───── TEXTE

Pourquoi dit-on que les jeunes enfants sont naturellement curieux ?

curiosité naturelle jeunes enfants

La curiosité et la créativité sont souvent emmêlées de manière inextricable. C’est l’habitude de se demander “Pourquoi” et “Et si…”. Il est commun de dire que les enfants sont naturellement curieux. Pourtant, cette habileté naturelle et spontanée disparaît au fur et à mesure qu’ils grandissent.

Ken Robinson explique que les personnes les plus douées pour la pensée divergente sont… les enfants de moins de 5 ans ! Les personnes les plus créatives au monde sont les enfants de maternelle !

Il décrit un test mené pour évaluer le potentiel en termes de pensée divergente : 98% des enfants de moins de 5 ans évalués sont considérés comme des génies en termes de pensée divergente. Ce pourcentage diminue régulièrement quand les enfants vieillissent.

Ken Robinson en tire deux conclusions :

  1. Nous possédons tous une capacité naturelle à penser de manière divergente,

  2. Cette capacité se détériore avec le temps.

Le système scolaire traditionnel participe en partie à cette détérioration. Les enfants y apprennent que :

  • il n’existe qu’une seule solution à la question,
  • il vaut mieux se concentrer sur le résultat que sur le processus,
  • ils ne savent pas ce qui est bon pour eux : ce sont les adultes qui savent ce qu’ils doivent apprendre, quand et comment,
  • ils doivent la trouver par eux-mêmes sans s’aider de livres ni demander d’aide à l’enseignant ou aux camarades. Ken Robinson remarque au passage que la triche à l’école est considérée comme de la collaboration en dehors de l’école !

Po Bronson et Ashley Merryman écrivent dans le livre The Creativity Crisis: Reinventing Science to Unleash Possibility :

Les enfants d’âge préscolaires posent en moyenne 100 questions par jour à leurs parents. Pourquoi, pourquoi, pourquoi – souvent les parents souhaiteraient que ce torrent de pourquoi s’arrête. Et de manière tragique, il finit par s’arrêter. A l’âge du collège, les enfants ont quasiment arrêté de poser des questions. Ce n’est pas une coïncidence que la motivation et l’implication des enfants chutent vertigineusement à cette même période de leur vie. Ils n’ont pas arrêté de poser des questions parce qu’ils se désintéressent de tout : c’est plutôt l’inverse. Ils ont fini par perdre l’intérêt parce qu’ils ont arrêté de poser des questions.

──────────
───── DONNÉES FOURNIES

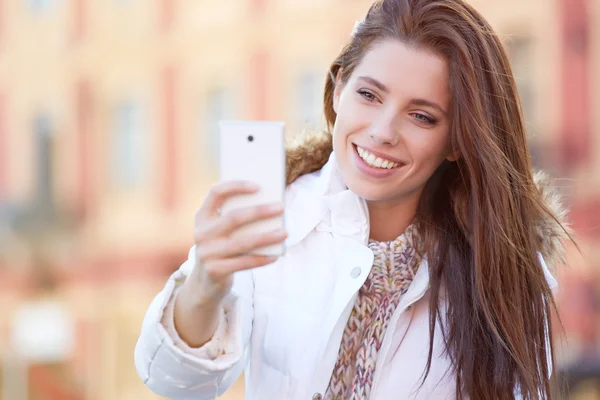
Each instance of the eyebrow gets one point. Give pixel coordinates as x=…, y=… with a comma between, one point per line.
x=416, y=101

──────────
───── DONNÉES FOURNIES

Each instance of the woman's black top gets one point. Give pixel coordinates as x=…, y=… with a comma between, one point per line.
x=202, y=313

──────────
───── DONNÉES FOURNIES

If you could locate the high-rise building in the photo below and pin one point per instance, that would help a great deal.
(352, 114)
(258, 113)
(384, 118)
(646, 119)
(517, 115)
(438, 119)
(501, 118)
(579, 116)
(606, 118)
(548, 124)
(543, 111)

──────────

Réponds à ces questions à partir du texte sur la curiosité des jeunes enfants :
(a) D'après le test décrit par Ken Robinson, quel pourcentage des enfants de moins de 5 ans est considéré comme des génies de la pensée divergente ?
(b) En moyenne, combien de questions par jour les enfants d'âge préscolaire posent-ils à leurs parents ?
(c) Selon Ken Robinson, comment la triche à l'école est-elle vue en dehors de l'école ?

(a) 98 %.
(b) 100 questions par jour.
(c) Comme de la collaboration.